§ **TEXT PROVIDED**:
The old-timer that was my 1st beekeeping mentor, told me that the box joint has a bit of flex, if unglued. It was first settled on/adopted to allow a less than perfect, or "aged" deep to seek the level of the box or floor below. Propolis is flexible. Dont glue just nail, and the bees will do the rest. They were developed pre power tool era, remember. Those box joints were hand chiselled, quite likely less perfect than machine cut boxes.


----------



## jwcarlson (Feb 14, 2014)

Bdfarmer555 said:


> Second time I've had this inconvenience. Maybe I'll remember next order...


That is so bizarre to me. How many of their commercial boxes have you assembled?

The reason I ask is that I have put together somewhere in the neighborhood of 100 of their budget boxes (which are supposed to be lower quality than their commercials) and other than them being just a little bit off, I have never had any major issues. One had a kind of loose knot that I just glued in place and make sure I painted well. I know my roughly 100 is a small sample size... but they have all been drilled. All been within reason... maybe a tight finger here or there, but nothing some light tapping into place couldn't fix.


----------



## Rader Sidetrack (Nov 30, 2011)

jadebees said:


> They were developed pre power tool era, remember. Those box joints were hand chiselled, quite likely less perfect than machine cut boxes.


While _electric_ "power tools" may be a relatively recent innovation, mechanically driven saws have been in common use for several centuries. Earlier mills and manufacturing facilities were often driven by hydro-power (waterwheels), but steam powered machinery could be situated away from rivers. Individual saws and other machinery were often driven by overhead line shafts with belting to each machine. The line shaft was powered by a steam engine in a central location, perhaps driving multiple line shafts. 








photo credit

Of course, some woodenware likely was made by hand, just as today some is made by hand, but factory made woodenware has been around for a long time. Its hard to see how "movable frame" style beekeeping could have grown popular without some kind of factory producing the bulk of those frames.

This Bee Culture article on beekeeping history mentions one Thomas Underhill being "on the road" in the 1850s selling his improved frames.


----------



## jadebees (May 9, 2013)

Rader, you have a good point about older millworks. I have a different opinion, as I doubt most people had access to their own home mill. Even a mill owner would be loathe to side line his investment to 1 product. Possibly a sawmill, but not so likely locked into a niche product. 150 or more years ago, a talented carpenter could make a good living doing hand woodwork. Much industry was on a smaller basis. That was the status quo at that time. No one knits socks much, but it was a common cottage industry 150 years ago for sale outside the home. The yarn? Made in a mill, very often. The broad cutomer base drew the big investment, then ,and now.

§ **INFORMATION GIVEN**:
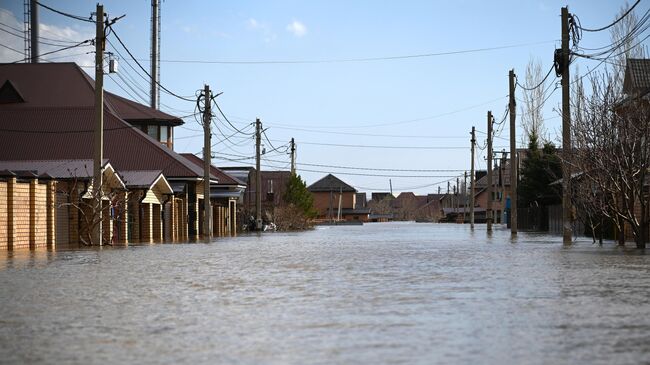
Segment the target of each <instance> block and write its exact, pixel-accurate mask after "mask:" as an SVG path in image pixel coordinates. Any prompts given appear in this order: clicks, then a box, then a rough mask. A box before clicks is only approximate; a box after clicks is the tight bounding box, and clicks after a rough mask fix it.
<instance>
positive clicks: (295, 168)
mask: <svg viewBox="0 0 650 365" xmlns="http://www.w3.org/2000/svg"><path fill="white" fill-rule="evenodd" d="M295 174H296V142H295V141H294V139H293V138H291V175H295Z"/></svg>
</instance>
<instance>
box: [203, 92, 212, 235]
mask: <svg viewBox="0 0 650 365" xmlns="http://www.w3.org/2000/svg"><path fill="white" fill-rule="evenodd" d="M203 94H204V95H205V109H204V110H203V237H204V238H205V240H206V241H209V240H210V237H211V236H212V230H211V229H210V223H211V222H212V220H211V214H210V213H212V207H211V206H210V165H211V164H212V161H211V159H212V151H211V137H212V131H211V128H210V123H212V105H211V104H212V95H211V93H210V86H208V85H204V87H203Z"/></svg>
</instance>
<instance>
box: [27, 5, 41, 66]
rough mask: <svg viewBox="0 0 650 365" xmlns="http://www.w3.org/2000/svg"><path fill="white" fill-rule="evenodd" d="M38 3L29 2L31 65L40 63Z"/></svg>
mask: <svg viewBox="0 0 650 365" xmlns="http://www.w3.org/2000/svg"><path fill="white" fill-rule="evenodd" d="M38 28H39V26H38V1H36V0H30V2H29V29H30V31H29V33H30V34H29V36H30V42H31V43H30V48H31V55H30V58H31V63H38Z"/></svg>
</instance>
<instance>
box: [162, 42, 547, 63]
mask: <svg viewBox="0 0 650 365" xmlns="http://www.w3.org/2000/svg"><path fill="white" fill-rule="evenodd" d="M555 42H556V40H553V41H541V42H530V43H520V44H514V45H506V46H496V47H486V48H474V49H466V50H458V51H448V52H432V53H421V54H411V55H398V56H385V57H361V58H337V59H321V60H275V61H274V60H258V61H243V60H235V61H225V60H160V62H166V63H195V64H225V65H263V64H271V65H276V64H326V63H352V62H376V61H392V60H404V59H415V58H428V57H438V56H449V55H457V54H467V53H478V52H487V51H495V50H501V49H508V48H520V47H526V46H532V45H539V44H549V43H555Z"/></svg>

--

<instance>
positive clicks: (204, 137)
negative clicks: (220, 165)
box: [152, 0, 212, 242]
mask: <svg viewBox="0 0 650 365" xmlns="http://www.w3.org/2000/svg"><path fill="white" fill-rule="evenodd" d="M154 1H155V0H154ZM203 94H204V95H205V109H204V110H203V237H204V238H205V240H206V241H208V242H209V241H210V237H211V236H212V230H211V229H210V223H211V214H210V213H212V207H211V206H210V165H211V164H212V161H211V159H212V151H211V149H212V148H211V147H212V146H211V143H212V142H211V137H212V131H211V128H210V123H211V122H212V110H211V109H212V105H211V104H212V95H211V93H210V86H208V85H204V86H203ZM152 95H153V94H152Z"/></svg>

§ **EXERCISE DETAILS**: Write the next part of the forum thread about hive box joints, picking up right after its final sentence.

§ **EXERCISE OUTPUT**:
----------



## larryh (Jul 28, 2014)

orthoman said:


> Just received some bottom boards...
> 
> 
> Am I being too critical and are my expectations too high


I thinks so. Gotta remember these are low price, mass produced parts, made from cheap lumber. Could be sloppy, also the lumber can easily shrink or expand, or warp that 1/8" in between the time it's made, and you receive it. 1/8"? I'd cut them some slack for sure. 

Hire a woodworker to make you some furniture grade boxes if you want perfection  'course then you probably won't like the price


----------



## Rader Sidetrack (Nov 30, 2011)

I found an interesting ad in a section of an 1893 edition of Gleanings in Bee Culture. Google Book link Look for the heading titled "_Second Hand Machinery_ (left side of page 947)

Listed is a a variety of bee-box making equipment, including a 20HP steam engine + boiler for $375, a 24" wide sanding machine for $150, a double head tenoning machine "especially arranged for making combined miter and rabbet joints of the Simplicity hive", (but could also be re-purposed for making sash and window screen frames), price is $50.

There is a variety of saws and other similar wood working equipment, and the seller also offers to provide the line shafting to make it all work together with the steam engine. This was "used" machinery so it likely wasn't exactly new technology even in 1893.

I wonder if there were customer complaints of 1/8" gaps in 'adjacent' hive woodenware sections in the 1890s?


----------



## deknow (Jul 17, 2006)

No, but they sure we're glad to get those steam retrofits....because they were otherwise treadle powered.


----------



## HarryVanderpool (Apr 11, 2005)

We make all of our own bottom boards.
Why?
Because all of the solid bottom boards sold through ALL of the vendors ARE JUNK!
I cannot understand why most wooden ware mfgs make migratory lids but nobody it seems sells migratory bottom boards.
Here is a picture of a HEAVY DUTY bottom board that you can drive your bee truck over:










When I taught beeschool, I used to hold one of these up in the air, drop it on the floor and jump up and down, stomping as hard as I could all over the board with absolutely no damage.
Try that with a flimsy reversible bottom board. Try running over it with your truck.
We are talking about the foundation for your hive.
These cost about $4.25 each to make and last me about 20 years before replacement.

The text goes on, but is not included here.